PROBLEM 1: In the report on the Libya protests, how many bodies were brought to the main Al-Jalae hospital in Benghazi on Sunday afternoon?
PROBLEM 2: Please pick up the report on the Libya protests after its final sentence and carry it forward.
Top of GIVEN TEXT
Libya Protests: Dozens Killed As Anti-Gaddafi Protests Continue

Massacres Reported As Libya's Protest Crackdown Intensifies

TRIPOLI (Reuters) - Libya's unrest spread to the capital Tripoli on Sunday after scores of protesters were killed in the second city Benghazi, which appeared to have slipped out of control of forces loyal to strongman Muammar Gaddafi.

Gaddafi has attempted to put down protests with a violent crackdown, triggering some of the worst bloodshed in the two months since unrest began sweeping across the Arab world.

In the first sign of serious unrest in the capital, thousands of protesters clashed with supporters of Gadaffi in Tripoli. Gunfire could be heard and police using tear gas to disperse the demonstrators.

In Benghazi, center of Libya's unrest, tens of thousands of people took to the streets and appeared to be in control of the city before security forces opened fire and killed scores.

Benghazi residents said soldiers from a unit had joined their protest and defeated a force Gaddafi's elite guards. Bodies were brought to a hospital riddled with bullets and wounds from rocket-propelled grenades.

A witness in Tripoli said police in the capital were using tear gas against protesters, some of whom were throwing stones at billboards of Gaddafi.

A resident of the capital told Reuters by telephone he could hear gunshots in the streets. "We're inside the house and the lights are out. There are gunshots in the street," he said. "That's what I hear, gunshots and people. I can't go outside."

An expatriate worker said protesters were being dispersed by police and he could see burning cars in the capital.

The spread of unrest to Tripoli is a major development as protests so far, the biggest of Gaddafi's rule, were mostly confined to the east of the country where his grip is weaker.

One of Gaddafi's sons, Saif al-Islam Gaddafi, appeared on television delivering a rambling address in which he repeatedly said Libya was "not Egypt or Tunisia," neighboring countries whose strongmen were swept from power in recent weeks.

Wagging a finger at the camera, he blamed Libyan exiles for fomenting the violence, promised dialogue on the Libyan constitution and warned of bloodshed if the situation slipped further out of control.

In Benghazi, Habib al-Obaidi, head of the intensive care unit at the main Al-Jalae hospital, said the bodies of 50 people, mostly killed by gunshots, were brought there on Sunday afternoon. The deaths came after scores were killed on Saturday.
Bottom of GIVEN TEXT
Top of STORED DATA
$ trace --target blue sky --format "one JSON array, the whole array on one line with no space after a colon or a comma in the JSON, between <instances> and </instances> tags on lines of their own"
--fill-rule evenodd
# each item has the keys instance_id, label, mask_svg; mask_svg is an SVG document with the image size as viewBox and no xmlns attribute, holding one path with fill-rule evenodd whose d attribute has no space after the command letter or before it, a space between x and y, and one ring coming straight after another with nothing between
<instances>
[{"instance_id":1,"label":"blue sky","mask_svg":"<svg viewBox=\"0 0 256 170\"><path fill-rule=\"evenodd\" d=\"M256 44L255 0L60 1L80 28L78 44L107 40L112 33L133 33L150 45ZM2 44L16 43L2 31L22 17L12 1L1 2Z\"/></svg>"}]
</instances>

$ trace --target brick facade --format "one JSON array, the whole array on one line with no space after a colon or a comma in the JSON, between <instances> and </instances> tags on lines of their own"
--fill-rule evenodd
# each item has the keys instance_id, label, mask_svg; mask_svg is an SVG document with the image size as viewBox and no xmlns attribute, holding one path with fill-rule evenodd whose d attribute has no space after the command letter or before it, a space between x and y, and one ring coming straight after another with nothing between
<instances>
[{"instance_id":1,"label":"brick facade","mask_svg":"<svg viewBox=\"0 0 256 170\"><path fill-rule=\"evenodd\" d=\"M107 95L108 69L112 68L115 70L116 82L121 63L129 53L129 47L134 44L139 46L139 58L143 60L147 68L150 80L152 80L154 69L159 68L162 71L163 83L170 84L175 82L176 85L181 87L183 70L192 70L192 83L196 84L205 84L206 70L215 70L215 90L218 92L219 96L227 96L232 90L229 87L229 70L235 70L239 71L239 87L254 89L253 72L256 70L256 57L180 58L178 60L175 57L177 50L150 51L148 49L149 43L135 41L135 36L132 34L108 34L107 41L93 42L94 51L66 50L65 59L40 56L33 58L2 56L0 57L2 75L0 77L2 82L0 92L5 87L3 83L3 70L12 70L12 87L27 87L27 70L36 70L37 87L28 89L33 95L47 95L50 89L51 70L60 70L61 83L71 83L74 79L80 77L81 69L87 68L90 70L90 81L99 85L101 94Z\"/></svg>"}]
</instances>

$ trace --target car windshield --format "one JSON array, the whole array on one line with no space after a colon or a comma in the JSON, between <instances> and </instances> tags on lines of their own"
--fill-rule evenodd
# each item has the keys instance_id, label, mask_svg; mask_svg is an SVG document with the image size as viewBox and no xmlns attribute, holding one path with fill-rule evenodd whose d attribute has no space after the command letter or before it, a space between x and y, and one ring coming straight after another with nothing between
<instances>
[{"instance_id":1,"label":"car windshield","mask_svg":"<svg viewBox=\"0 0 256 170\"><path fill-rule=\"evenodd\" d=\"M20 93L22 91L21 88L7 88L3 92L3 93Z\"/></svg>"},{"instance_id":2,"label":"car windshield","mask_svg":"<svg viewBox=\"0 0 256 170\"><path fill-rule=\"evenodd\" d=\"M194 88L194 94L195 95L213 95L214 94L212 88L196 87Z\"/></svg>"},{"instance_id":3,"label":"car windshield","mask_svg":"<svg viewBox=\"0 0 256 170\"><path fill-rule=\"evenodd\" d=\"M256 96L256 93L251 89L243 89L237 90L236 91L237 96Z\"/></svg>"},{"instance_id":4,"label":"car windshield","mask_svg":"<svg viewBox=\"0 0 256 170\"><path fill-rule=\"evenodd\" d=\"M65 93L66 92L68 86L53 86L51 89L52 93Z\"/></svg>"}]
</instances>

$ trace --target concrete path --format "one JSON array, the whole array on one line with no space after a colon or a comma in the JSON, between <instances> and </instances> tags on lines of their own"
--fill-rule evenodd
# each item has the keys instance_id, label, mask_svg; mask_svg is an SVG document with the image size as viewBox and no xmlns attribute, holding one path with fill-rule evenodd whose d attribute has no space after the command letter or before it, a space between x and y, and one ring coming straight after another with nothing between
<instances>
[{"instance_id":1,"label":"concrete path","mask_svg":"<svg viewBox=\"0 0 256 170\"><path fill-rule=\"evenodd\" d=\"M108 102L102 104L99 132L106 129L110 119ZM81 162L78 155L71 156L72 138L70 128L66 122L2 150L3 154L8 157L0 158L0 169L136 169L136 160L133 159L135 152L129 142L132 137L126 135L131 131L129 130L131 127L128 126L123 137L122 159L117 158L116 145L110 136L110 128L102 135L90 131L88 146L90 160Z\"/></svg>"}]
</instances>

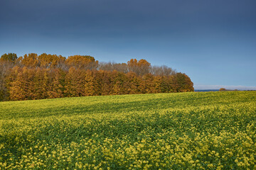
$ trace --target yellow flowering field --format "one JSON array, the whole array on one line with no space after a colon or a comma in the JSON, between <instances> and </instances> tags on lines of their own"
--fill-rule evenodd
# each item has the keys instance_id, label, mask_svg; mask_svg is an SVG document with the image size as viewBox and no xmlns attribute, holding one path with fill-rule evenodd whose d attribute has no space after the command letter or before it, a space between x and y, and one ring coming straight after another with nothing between
<instances>
[{"instance_id":1,"label":"yellow flowering field","mask_svg":"<svg viewBox=\"0 0 256 170\"><path fill-rule=\"evenodd\" d=\"M0 169L256 169L256 91L1 102Z\"/></svg>"}]
</instances>

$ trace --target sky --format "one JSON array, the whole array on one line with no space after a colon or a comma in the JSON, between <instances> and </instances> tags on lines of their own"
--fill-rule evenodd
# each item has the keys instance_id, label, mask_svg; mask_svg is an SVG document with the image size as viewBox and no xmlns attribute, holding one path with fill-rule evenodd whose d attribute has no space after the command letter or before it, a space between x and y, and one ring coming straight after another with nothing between
<instances>
[{"instance_id":1,"label":"sky","mask_svg":"<svg viewBox=\"0 0 256 170\"><path fill-rule=\"evenodd\" d=\"M9 52L145 59L195 89L256 90L256 1L0 1L0 55Z\"/></svg>"}]
</instances>

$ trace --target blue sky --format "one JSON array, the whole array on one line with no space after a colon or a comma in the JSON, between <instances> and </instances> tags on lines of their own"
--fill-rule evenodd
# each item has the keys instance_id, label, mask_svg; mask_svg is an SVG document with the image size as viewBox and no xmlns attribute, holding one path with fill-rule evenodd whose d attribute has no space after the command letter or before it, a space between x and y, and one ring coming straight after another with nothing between
<instances>
[{"instance_id":1,"label":"blue sky","mask_svg":"<svg viewBox=\"0 0 256 170\"><path fill-rule=\"evenodd\" d=\"M145 59L186 73L195 89L254 89L255 8L255 0L1 1L0 55Z\"/></svg>"}]
</instances>

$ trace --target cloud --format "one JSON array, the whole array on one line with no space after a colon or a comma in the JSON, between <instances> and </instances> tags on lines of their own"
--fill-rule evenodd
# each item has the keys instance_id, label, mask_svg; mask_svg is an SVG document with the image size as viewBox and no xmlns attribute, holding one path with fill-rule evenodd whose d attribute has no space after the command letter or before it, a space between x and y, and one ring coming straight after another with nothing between
<instances>
[{"instance_id":1,"label":"cloud","mask_svg":"<svg viewBox=\"0 0 256 170\"><path fill-rule=\"evenodd\" d=\"M201 85L195 84L194 89L196 90L206 90L206 89L220 89L225 88L229 90L256 90L256 86L226 86L226 85Z\"/></svg>"}]
</instances>

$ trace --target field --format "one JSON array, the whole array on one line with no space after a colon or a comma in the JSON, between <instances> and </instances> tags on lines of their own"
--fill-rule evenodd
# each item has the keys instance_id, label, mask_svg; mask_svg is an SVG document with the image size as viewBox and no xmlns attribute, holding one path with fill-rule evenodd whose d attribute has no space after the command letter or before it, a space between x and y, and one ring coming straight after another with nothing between
<instances>
[{"instance_id":1,"label":"field","mask_svg":"<svg viewBox=\"0 0 256 170\"><path fill-rule=\"evenodd\" d=\"M256 92L0 103L0 169L256 169Z\"/></svg>"}]
</instances>

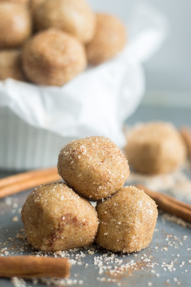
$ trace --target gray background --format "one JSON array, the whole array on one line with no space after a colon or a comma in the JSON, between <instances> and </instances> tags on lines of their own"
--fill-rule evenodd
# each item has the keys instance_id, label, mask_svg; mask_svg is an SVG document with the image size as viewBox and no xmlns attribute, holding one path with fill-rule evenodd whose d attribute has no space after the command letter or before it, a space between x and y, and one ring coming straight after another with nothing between
<instances>
[{"instance_id":1,"label":"gray background","mask_svg":"<svg viewBox=\"0 0 191 287\"><path fill-rule=\"evenodd\" d=\"M146 3L168 22L168 35L161 48L144 64L146 92L155 96L191 94L191 1L190 0L88 0L96 11L114 14L128 23L134 5Z\"/></svg>"}]
</instances>

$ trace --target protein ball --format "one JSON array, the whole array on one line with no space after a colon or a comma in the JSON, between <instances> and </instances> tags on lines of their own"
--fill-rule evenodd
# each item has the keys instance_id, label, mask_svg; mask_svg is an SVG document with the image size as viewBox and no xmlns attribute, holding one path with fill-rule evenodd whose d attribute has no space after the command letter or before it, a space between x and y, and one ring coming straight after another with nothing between
<instances>
[{"instance_id":1,"label":"protein ball","mask_svg":"<svg viewBox=\"0 0 191 287\"><path fill-rule=\"evenodd\" d=\"M58 168L75 191L94 200L115 193L129 174L127 160L115 144L96 136L73 140L62 148Z\"/></svg>"},{"instance_id":2,"label":"protein ball","mask_svg":"<svg viewBox=\"0 0 191 287\"><path fill-rule=\"evenodd\" d=\"M33 190L24 204L21 218L28 241L47 251L88 245L98 225L95 208L62 183Z\"/></svg>"},{"instance_id":3,"label":"protein ball","mask_svg":"<svg viewBox=\"0 0 191 287\"><path fill-rule=\"evenodd\" d=\"M31 33L29 9L11 2L0 2L0 49L21 47Z\"/></svg>"},{"instance_id":4,"label":"protein ball","mask_svg":"<svg viewBox=\"0 0 191 287\"><path fill-rule=\"evenodd\" d=\"M20 52L19 50L0 51L0 80L11 78L24 81L21 67Z\"/></svg>"},{"instance_id":5,"label":"protein ball","mask_svg":"<svg viewBox=\"0 0 191 287\"><path fill-rule=\"evenodd\" d=\"M115 56L125 45L126 34L124 25L115 17L97 14L95 35L86 46L88 62L98 64Z\"/></svg>"},{"instance_id":6,"label":"protein ball","mask_svg":"<svg viewBox=\"0 0 191 287\"><path fill-rule=\"evenodd\" d=\"M136 125L128 135L125 150L130 165L145 173L172 172L182 164L186 156L177 130L172 124L162 122Z\"/></svg>"},{"instance_id":7,"label":"protein ball","mask_svg":"<svg viewBox=\"0 0 191 287\"><path fill-rule=\"evenodd\" d=\"M158 211L155 202L142 190L122 188L97 203L99 224L96 243L113 252L139 251L151 242Z\"/></svg>"},{"instance_id":8,"label":"protein ball","mask_svg":"<svg viewBox=\"0 0 191 287\"><path fill-rule=\"evenodd\" d=\"M45 85L61 86L84 70L84 49L77 39L52 29L35 34L24 46L22 66L29 79Z\"/></svg>"},{"instance_id":9,"label":"protein ball","mask_svg":"<svg viewBox=\"0 0 191 287\"><path fill-rule=\"evenodd\" d=\"M45 0L34 11L34 18L38 29L60 29L83 43L91 41L95 33L95 14L84 0Z\"/></svg>"}]
</instances>

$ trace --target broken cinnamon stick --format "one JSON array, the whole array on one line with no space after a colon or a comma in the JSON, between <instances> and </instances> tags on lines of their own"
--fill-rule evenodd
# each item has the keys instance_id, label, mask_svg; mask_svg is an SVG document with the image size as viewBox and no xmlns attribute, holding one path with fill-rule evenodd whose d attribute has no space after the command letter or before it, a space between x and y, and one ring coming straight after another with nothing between
<instances>
[{"instance_id":1,"label":"broken cinnamon stick","mask_svg":"<svg viewBox=\"0 0 191 287\"><path fill-rule=\"evenodd\" d=\"M187 147L189 156L191 158L191 130L186 127L183 127L180 129L180 132Z\"/></svg>"},{"instance_id":2,"label":"broken cinnamon stick","mask_svg":"<svg viewBox=\"0 0 191 287\"><path fill-rule=\"evenodd\" d=\"M0 257L0 277L68 277L70 268L67 258L33 255Z\"/></svg>"},{"instance_id":3,"label":"broken cinnamon stick","mask_svg":"<svg viewBox=\"0 0 191 287\"><path fill-rule=\"evenodd\" d=\"M138 188L143 189L155 201L160 208L191 222L191 205L190 205L177 200L164 193L153 191L141 184L136 185L136 187Z\"/></svg>"},{"instance_id":4,"label":"broken cinnamon stick","mask_svg":"<svg viewBox=\"0 0 191 287\"><path fill-rule=\"evenodd\" d=\"M32 170L8 176L0 179L0 198L40 184L61 180L56 167Z\"/></svg>"}]
</instances>

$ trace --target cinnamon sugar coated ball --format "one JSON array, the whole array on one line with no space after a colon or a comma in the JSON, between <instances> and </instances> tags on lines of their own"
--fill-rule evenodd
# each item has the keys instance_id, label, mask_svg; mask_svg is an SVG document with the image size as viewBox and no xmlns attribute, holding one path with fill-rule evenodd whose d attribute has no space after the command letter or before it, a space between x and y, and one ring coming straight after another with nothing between
<instances>
[{"instance_id":1,"label":"cinnamon sugar coated ball","mask_svg":"<svg viewBox=\"0 0 191 287\"><path fill-rule=\"evenodd\" d=\"M173 171L185 160L186 150L175 127L164 122L136 125L128 135L125 149L129 164L146 173Z\"/></svg>"},{"instance_id":2,"label":"cinnamon sugar coated ball","mask_svg":"<svg viewBox=\"0 0 191 287\"><path fill-rule=\"evenodd\" d=\"M123 24L115 16L97 14L96 33L86 47L88 62L100 64L115 56L125 46L126 33Z\"/></svg>"},{"instance_id":3,"label":"cinnamon sugar coated ball","mask_svg":"<svg viewBox=\"0 0 191 287\"><path fill-rule=\"evenodd\" d=\"M29 242L47 251L88 245L98 225L95 208L62 183L35 189L24 204L21 218Z\"/></svg>"},{"instance_id":4,"label":"cinnamon sugar coated ball","mask_svg":"<svg viewBox=\"0 0 191 287\"><path fill-rule=\"evenodd\" d=\"M84 47L76 39L52 29L35 35L24 45L22 63L32 82L61 86L84 69L86 59Z\"/></svg>"},{"instance_id":5,"label":"cinnamon sugar coated ball","mask_svg":"<svg viewBox=\"0 0 191 287\"><path fill-rule=\"evenodd\" d=\"M0 2L0 49L20 47L31 32L29 9L11 2Z\"/></svg>"},{"instance_id":6,"label":"cinnamon sugar coated ball","mask_svg":"<svg viewBox=\"0 0 191 287\"><path fill-rule=\"evenodd\" d=\"M93 136L73 140L58 156L59 174L76 192L94 200L115 193L129 174L128 162L109 139Z\"/></svg>"},{"instance_id":7,"label":"cinnamon sugar coated ball","mask_svg":"<svg viewBox=\"0 0 191 287\"><path fill-rule=\"evenodd\" d=\"M158 215L153 200L134 186L122 188L97 203L96 243L113 252L139 251L151 242Z\"/></svg>"},{"instance_id":8,"label":"cinnamon sugar coated ball","mask_svg":"<svg viewBox=\"0 0 191 287\"><path fill-rule=\"evenodd\" d=\"M0 50L0 80L11 78L20 81L24 80L19 50Z\"/></svg>"},{"instance_id":9,"label":"cinnamon sugar coated ball","mask_svg":"<svg viewBox=\"0 0 191 287\"><path fill-rule=\"evenodd\" d=\"M56 28L83 43L89 42L94 34L95 14L84 0L45 0L37 7L34 16L38 29Z\"/></svg>"}]
</instances>

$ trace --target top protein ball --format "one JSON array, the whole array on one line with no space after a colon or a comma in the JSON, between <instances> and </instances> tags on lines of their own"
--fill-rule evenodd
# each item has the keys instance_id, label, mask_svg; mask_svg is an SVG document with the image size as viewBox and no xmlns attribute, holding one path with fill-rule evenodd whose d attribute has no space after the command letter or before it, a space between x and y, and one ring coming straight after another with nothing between
<instances>
[{"instance_id":1,"label":"top protein ball","mask_svg":"<svg viewBox=\"0 0 191 287\"><path fill-rule=\"evenodd\" d=\"M96 16L95 35L86 47L88 62L96 65L115 56L126 41L125 27L117 18L108 14L99 14Z\"/></svg>"},{"instance_id":2,"label":"top protein ball","mask_svg":"<svg viewBox=\"0 0 191 287\"><path fill-rule=\"evenodd\" d=\"M172 124L162 122L136 125L128 135L125 150L130 166L145 173L173 171L186 155L178 131Z\"/></svg>"},{"instance_id":3,"label":"top protein ball","mask_svg":"<svg viewBox=\"0 0 191 287\"><path fill-rule=\"evenodd\" d=\"M94 35L95 15L84 0L45 0L34 11L33 17L38 30L56 28L83 43L88 43Z\"/></svg>"},{"instance_id":4,"label":"top protein ball","mask_svg":"<svg viewBox=\"0 0 191 287\"><path fill-rule=\"evenodd\" d=\"M58 173L78 193L98 200L114 193L129 174L128 162L109 139L93 136L73 140L58 156Z\"/></svg>"},{"instance_id":5,"label":"top protein ball","mask_svg":"<svg viewBox=\"0 0 191 287\"><path fill-rule=\"evenodd\" d=\"M0 2L0 49L20 47L31 33L29 9L18 4Z\"/></svg>"}]
</instances>

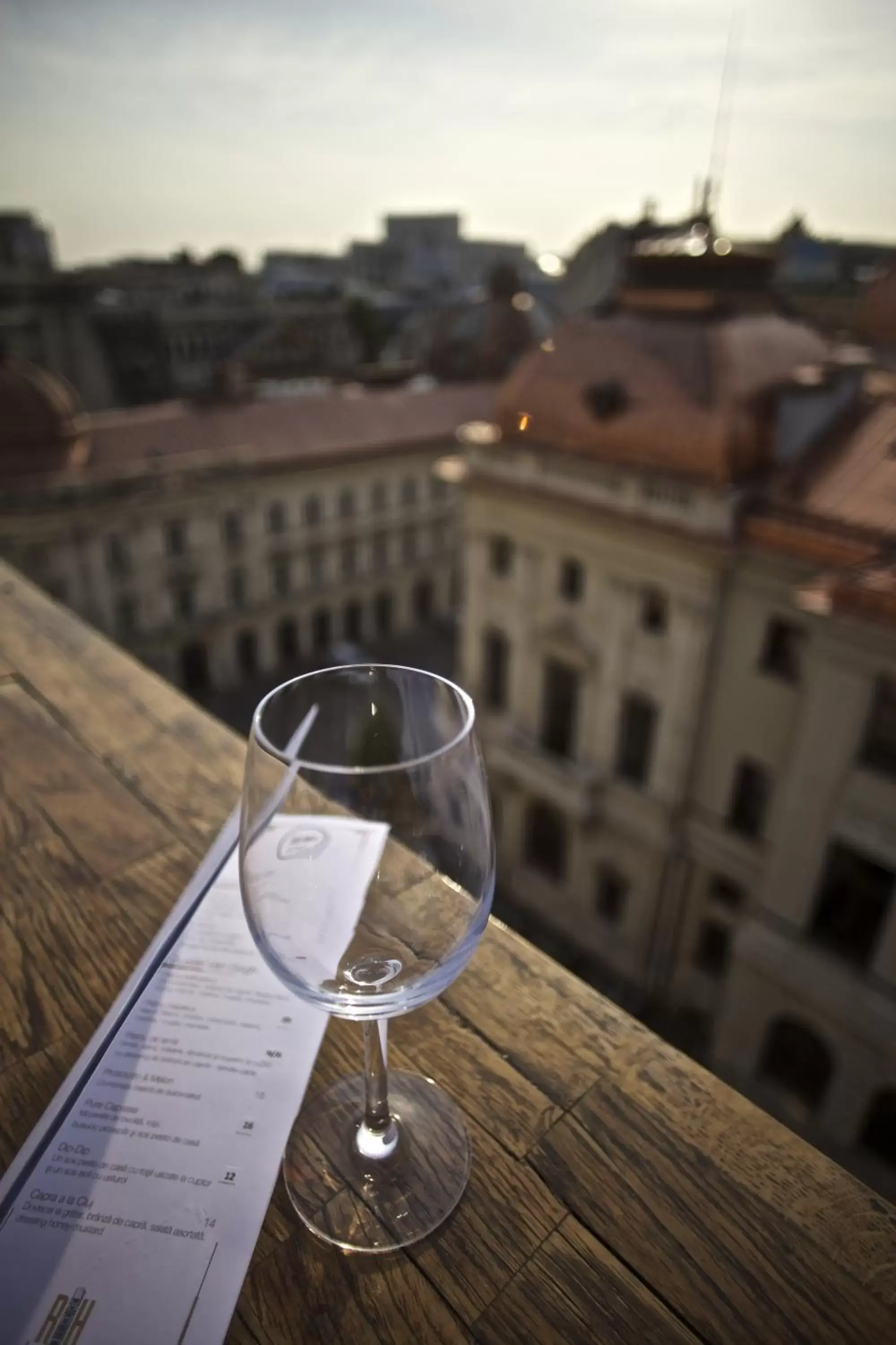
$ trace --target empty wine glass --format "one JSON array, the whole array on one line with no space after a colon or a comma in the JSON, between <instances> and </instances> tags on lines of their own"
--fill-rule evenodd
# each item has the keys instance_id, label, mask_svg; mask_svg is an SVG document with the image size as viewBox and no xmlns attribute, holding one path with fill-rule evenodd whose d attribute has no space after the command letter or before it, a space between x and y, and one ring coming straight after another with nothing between
<instances>
[{"instance_id":1,"label":"empty wine glass","mask_svg":"<svg viewBox=\"0 0 896 1345\"><path fill-rule=\"evenodd\" d=\"M283 1155L290 1200L355 1251L418 1241L457 1205L470 1141L431 1079L387 1075L387 1025L472 958L494 845L469 695L415 668L356 664L277 687L253 718L239 874L269 967L364 1025L364 1068L306 1100Z\"/></svg>"}]
</instances>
Bottom of STORED DATA
WRITTEN ANSWER 1: The bodies of 50 people, mostly killed by gunshots.

WRITTEN ANSWER 2:
Two hundred wounded people had arrived, 100 of them in serious condition, he said."The problem is not the number of those killed but how they were killed. One of the victims was obliterated after being hit by an RPG to the abdomen," he said.

Members of an army unit known as the "Thunderbolt" squad had come to the hospital carrying wounded comrades, he said. The soldiers said they had defected to the cause of the protesters and had fought and defeated Gaddafi's elite guards.

"They are now saying that they have overpowered the Praetorian Guard and that they have joined the people's revolt," another man at the hospital who heard the soldiers, lawyer Mohamed al-Mana, told Reuters by telephone.

Human Rights Watch said the death toll had reached 233 killed in five days of violence.

TRIBAL THREATS

In a rare sign of dissent, Libya's representative to the Arab League quit in protest over "oppression against protesters," Al Jazeera television reported.

The leader of the Al-Zuwayya tribe in eastern Libya, Shaikh Faraj al Zuway, threatened to cut oil exports to Western countries within 24 hours unless authorities stopped what he called the "oppression of protesters."

Akram Al-Warfalli, a leading figure in the Al Warfalla tribe, one of Libya's biggest, told Al Jazeera: "We tell the brother (Gaddafi), well he's no longer a brother, we tell him to leave the country."

Libya is a major energy producer with significant investment from Britain's BP Plc, Exxon of the United States and Italy's ENI among others.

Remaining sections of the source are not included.